→ **Problem description**
Update the data from its start through the line containing "positive clicks: (77, 362) (275, 341)" by replacing "clicks" with "points" and leaving everything else unchanged. Give back only those lines, without the picture.

→ **Available data**
------------------------------------------------------------
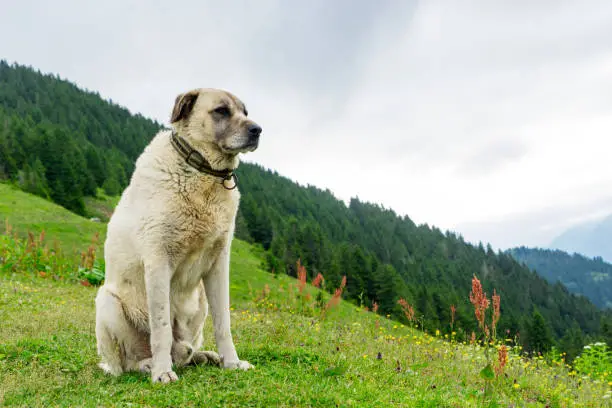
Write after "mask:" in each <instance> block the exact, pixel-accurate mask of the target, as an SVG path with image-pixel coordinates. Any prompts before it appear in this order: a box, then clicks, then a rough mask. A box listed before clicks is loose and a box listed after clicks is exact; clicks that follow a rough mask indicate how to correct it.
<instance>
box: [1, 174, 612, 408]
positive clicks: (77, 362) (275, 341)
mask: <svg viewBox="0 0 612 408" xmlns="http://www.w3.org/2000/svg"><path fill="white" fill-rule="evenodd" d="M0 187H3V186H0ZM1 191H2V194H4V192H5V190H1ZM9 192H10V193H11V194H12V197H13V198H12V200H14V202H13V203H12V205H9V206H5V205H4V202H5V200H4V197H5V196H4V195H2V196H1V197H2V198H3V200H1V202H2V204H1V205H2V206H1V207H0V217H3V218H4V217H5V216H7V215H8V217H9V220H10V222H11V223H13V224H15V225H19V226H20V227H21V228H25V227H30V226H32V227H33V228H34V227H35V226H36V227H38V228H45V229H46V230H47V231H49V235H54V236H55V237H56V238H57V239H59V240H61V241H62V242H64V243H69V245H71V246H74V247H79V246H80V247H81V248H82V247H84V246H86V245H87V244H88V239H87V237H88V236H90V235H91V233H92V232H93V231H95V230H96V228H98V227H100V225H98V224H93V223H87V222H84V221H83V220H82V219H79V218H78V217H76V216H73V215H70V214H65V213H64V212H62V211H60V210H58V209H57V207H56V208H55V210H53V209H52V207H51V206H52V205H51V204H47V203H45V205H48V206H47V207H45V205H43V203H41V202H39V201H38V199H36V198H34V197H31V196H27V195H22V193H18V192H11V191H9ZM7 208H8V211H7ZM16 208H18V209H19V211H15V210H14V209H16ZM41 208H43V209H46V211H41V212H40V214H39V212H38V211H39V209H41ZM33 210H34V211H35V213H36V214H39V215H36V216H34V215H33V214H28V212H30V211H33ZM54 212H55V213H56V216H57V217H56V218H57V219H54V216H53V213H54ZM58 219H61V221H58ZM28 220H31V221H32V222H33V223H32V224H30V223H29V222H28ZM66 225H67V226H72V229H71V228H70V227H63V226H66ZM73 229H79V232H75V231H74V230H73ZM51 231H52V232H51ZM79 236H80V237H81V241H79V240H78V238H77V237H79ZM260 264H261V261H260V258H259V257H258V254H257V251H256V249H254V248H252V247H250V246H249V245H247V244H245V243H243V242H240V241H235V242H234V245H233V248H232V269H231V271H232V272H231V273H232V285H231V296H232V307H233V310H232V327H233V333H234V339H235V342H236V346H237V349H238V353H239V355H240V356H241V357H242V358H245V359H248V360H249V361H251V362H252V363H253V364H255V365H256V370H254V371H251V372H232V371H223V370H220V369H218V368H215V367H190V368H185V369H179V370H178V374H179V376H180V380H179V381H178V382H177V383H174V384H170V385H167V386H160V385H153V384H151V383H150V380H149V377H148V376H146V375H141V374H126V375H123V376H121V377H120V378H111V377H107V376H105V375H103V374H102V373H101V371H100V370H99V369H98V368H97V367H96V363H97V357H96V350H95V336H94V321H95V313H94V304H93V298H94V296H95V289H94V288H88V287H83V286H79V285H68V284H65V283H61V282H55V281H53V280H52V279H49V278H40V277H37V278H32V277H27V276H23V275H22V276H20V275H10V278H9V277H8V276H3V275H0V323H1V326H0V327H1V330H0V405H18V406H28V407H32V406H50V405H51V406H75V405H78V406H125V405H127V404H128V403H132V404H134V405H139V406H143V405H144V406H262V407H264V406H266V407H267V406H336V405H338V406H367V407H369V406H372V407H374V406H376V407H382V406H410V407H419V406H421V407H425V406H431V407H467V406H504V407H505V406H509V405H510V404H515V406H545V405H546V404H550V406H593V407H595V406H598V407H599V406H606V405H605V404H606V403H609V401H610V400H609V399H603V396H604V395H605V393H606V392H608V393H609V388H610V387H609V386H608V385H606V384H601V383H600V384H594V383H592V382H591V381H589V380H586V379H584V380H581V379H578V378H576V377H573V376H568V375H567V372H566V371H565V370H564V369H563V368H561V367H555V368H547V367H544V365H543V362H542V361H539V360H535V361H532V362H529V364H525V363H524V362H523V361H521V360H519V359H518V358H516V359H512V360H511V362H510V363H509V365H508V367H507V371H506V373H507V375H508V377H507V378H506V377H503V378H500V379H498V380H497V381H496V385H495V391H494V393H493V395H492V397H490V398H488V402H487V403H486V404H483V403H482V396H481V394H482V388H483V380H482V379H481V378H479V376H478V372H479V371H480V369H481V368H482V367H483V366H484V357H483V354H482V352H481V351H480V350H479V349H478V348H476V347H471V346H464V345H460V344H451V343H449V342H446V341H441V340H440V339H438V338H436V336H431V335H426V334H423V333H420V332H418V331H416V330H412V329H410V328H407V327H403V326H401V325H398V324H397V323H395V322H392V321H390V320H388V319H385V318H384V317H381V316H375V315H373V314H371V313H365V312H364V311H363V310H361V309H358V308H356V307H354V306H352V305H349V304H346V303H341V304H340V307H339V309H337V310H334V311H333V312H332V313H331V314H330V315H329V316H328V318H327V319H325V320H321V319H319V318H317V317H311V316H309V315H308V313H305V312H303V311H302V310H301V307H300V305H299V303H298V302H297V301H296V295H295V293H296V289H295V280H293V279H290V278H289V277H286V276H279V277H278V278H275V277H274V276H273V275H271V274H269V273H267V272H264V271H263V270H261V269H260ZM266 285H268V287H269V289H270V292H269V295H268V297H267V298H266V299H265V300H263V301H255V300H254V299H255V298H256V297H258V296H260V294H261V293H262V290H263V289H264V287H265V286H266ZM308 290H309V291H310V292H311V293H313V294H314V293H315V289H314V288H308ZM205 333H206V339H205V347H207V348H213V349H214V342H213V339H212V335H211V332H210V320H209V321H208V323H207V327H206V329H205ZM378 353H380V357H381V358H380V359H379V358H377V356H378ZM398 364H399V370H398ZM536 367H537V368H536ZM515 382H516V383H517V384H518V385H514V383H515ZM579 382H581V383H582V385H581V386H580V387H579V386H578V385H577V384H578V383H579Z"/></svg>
------------------------------------------------------------
→ **Exercise output**
Write after "mask:" in each <instance> block the exact, pixel-accurate mask of the target, as an SVG path with image-pixel coordinates. Any prompts before it appear in this order: a box, then points, then a rough mask. A box listed before points is loose and a box listed after points is exact; points that follow a rough mask indicate how to correct it.
<instance>
box: [1, 174, 612, 408]
positive points: (77, 362) (275, 341)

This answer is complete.